What you return must be the lines of the data that hold the word "damselfly".
───── Provided entries
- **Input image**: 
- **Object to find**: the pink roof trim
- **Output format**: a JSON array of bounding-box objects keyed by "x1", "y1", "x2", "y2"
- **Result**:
──────────
───── Provided entries
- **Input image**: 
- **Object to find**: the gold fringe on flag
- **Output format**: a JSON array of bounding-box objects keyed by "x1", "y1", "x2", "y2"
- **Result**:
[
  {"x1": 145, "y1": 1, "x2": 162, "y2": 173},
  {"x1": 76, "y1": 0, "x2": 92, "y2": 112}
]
──────────
───── Provided entries
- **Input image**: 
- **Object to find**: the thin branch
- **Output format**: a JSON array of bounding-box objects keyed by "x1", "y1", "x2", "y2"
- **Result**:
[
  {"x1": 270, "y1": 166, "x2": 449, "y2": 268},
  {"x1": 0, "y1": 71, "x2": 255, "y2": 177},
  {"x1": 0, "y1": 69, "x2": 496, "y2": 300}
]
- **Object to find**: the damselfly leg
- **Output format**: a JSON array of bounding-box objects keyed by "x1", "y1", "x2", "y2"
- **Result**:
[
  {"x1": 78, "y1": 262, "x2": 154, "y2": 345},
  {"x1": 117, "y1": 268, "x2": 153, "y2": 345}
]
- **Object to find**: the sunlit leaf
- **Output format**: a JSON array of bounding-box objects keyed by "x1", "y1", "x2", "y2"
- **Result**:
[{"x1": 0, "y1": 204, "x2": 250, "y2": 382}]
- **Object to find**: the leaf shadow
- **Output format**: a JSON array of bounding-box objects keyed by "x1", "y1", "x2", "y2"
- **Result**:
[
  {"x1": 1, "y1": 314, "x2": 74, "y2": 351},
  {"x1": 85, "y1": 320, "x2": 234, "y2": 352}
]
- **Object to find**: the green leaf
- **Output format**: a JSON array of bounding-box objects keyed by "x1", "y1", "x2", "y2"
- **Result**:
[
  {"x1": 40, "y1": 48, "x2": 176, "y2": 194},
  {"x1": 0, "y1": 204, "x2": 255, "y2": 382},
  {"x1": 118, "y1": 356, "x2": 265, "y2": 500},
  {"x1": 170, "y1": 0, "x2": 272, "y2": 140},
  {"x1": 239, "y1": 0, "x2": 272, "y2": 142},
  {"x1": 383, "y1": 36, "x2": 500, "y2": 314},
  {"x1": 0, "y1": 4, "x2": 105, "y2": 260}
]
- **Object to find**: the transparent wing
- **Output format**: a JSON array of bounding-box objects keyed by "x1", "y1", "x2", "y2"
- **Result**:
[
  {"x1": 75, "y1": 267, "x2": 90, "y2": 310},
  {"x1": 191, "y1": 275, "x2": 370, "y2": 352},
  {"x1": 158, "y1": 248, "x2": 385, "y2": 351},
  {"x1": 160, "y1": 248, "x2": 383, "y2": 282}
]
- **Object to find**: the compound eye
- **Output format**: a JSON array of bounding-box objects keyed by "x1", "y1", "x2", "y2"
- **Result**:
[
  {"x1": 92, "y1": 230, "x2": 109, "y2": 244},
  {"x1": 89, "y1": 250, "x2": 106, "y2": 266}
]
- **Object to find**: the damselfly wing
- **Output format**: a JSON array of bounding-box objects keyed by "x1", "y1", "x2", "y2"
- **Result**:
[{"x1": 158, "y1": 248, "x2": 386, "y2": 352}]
──────────
• Your solution
- **Object to find**: the damselfly leg
- **Object to find**: the damselfly wing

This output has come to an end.